===== FRAGMENTO DEL DOCUMENTO
«The important thing is not the destination, but the journey». La frase suena a cliché, pero de pronto se siente amenazada.
La semana pasada un influencer en LinkedIn presumía que ya no necesita leer libros: ChatGPT se los resume. Otro aseguraba que aprender a programar será irrelevante porque la IA escribirá cada línea de código. Es tentador: ¿para qué invertir horas en 400 páginas o depurar una función recursiva si un prompt te lanza el resumen o el script en segundos?
Sin embargo, el progreso humano siempre se ha apoyado en el proceso. Construimos aviones porque generaciones de ingenieros aprendieron, experimentaron y heredaron principios de sustentación, metalurgia y control. Si eliminamos la curva de aprendizaje, la siguiente generación pierde algo más que datos: pierde la estructura mental—el hábito de organizar el tiempo, de pensar en capas, de defender una teoría—que permite empujar los límites.
Piensa en cualquier oficio. El carpintero novato clava cientos de juntas imperfectas antes de dominar las estructuras mas exquisitas. Lo valioso no es el cajón final, sino el conocimiento tácito que se incrusta en la memoria muscular. La IA puede automatizar el corte, pero todavía no transmite el instinto para elegir la veta o compensar la humedad estacional.
Por eso imagino la IA como un exoesqueleto que potencia nuestras capacidades en lugar de atrofiarlas. Cuando se usa bien, un modelo generativo revela caminos alternativos, acelera la retroalimentación y democratiza la mentoría. Pero esos beneficios emergen solo cuando el usuario trae consigo un alfabeto mínimo. Pídele a GPT un sistema listo para producción sin entender la gestión de dependencias y sembrarás bugs costosos; pídele que diagnostique un problema de negocio sin primeros principios de economía y pondrás en riesgo la estrategia.
==========
===== EXTRACTOS DEL MATERIAL
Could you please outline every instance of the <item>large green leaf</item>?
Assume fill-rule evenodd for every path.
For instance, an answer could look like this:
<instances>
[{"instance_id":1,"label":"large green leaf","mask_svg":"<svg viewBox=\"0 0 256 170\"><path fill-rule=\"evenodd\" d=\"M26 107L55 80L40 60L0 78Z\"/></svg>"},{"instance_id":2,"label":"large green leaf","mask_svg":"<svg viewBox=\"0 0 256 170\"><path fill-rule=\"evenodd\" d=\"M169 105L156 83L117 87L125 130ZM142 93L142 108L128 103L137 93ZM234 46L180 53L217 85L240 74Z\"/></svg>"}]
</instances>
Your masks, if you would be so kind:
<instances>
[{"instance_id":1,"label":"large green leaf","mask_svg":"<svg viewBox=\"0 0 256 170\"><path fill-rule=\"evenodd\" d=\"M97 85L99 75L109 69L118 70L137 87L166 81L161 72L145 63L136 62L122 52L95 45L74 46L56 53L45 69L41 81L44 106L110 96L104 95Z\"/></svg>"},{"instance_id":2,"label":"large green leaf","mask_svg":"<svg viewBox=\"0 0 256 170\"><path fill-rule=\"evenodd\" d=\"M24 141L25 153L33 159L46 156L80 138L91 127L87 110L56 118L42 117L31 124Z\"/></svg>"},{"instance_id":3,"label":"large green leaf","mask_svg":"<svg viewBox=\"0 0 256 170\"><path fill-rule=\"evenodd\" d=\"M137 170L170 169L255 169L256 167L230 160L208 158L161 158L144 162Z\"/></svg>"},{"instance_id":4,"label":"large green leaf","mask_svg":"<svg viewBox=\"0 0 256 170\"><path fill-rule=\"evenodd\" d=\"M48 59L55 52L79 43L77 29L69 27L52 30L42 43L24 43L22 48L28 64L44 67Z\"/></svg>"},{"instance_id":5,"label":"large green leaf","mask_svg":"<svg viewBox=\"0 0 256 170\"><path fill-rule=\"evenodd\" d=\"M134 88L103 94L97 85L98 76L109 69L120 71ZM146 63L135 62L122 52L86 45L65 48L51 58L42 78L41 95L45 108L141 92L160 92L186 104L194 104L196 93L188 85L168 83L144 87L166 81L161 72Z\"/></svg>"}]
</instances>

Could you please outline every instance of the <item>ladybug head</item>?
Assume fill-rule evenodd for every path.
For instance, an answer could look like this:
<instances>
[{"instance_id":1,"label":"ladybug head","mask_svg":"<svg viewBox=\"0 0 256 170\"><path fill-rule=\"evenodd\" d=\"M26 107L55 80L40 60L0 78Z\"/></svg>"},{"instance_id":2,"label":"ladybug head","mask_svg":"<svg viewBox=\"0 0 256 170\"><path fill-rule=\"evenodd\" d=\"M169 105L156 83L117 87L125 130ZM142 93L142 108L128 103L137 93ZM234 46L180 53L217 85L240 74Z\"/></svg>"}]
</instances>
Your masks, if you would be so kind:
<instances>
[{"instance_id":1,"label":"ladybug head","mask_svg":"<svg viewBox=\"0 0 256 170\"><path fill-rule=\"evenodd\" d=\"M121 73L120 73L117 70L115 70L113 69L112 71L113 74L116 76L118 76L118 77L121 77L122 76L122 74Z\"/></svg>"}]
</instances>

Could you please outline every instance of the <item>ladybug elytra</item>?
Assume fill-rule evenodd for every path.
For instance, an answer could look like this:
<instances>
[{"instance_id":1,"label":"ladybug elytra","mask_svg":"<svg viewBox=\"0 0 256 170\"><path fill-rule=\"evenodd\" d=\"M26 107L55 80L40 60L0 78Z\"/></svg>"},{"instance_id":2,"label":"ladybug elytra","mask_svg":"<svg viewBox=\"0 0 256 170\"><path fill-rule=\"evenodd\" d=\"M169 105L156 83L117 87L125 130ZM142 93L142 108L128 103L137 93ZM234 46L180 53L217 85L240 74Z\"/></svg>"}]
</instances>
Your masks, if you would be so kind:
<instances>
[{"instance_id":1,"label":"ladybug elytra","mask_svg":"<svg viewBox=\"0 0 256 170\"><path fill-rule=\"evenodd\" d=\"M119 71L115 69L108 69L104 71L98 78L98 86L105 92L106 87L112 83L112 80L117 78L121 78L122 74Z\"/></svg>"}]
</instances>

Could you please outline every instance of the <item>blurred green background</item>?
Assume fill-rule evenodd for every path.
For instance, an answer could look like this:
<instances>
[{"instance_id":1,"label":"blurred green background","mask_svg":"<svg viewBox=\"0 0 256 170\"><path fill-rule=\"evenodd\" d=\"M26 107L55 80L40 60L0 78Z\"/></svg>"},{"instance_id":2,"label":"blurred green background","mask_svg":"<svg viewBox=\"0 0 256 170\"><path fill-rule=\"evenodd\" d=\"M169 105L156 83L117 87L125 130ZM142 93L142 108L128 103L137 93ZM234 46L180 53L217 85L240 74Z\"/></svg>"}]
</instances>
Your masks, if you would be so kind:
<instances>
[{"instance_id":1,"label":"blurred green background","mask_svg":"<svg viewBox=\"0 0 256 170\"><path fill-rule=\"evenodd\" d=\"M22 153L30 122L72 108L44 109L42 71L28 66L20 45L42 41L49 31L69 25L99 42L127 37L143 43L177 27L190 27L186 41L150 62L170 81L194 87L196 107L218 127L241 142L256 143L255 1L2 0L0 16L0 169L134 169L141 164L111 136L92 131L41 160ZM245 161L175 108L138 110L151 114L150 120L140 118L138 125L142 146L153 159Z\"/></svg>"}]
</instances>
==========
### EJERCICIOS POR RESOLVER
• 1. Reproduce textualmente el pasaje del fragmento sobre la IA y el aprendizaje comprendido entre "Sin embargo, el" y "la humedad estacional.", ambos incluidos.
• 2. Contesta estas preguntas a partir del fragmento sobre la IA y el aprendizaje:
(a) ¿Qué herramienta le resume los libros al influencer de LinkedIn?
(b) ¿Qué clava por cientos el carpintero novato antes de dominar las estructuras más exquisitas?
(c) ¿Con qué compara el fragmento a la IA?
Para responder, usa solo el fragmento sobre la IA y el aprendizaje.

### RESPUESTAS PROPUESTAS
• 1.
Sin embargo, el progreso humano siempre se ha apoyado en el proceso. Construimos aviones porque generaciones de ingenieros aprendieron, experimentaron y heredaron principios de sustentación, metalurgia y control. Si eliminamos la curva de aprendizaje, la siguiente generación pierde algo más que datos: pierde la estructura mental—el hábito de organizar el tiempo, de pensar en capas, de defender una teoría—que permite empujar los límites.
Piensa en cualquier oficio. El carpintero novato clava cientos de juntas imperfectas antes de dominar las estructuras mas exquisitas. Lo valioso no es el cajón final, sino el conocimiento tácito que se incrusta en la memoria muscular. La IA puede automatizar el corte, pero todavía no transmite el instinto para elegir la veta o compensar la humedad estacional.

• 2.
(a) ChatGPT.
(b) Juntas imperfectas.
(c) Con un exoesqueleto que potencia nuestras capacidades en lugar de atrofiarlas.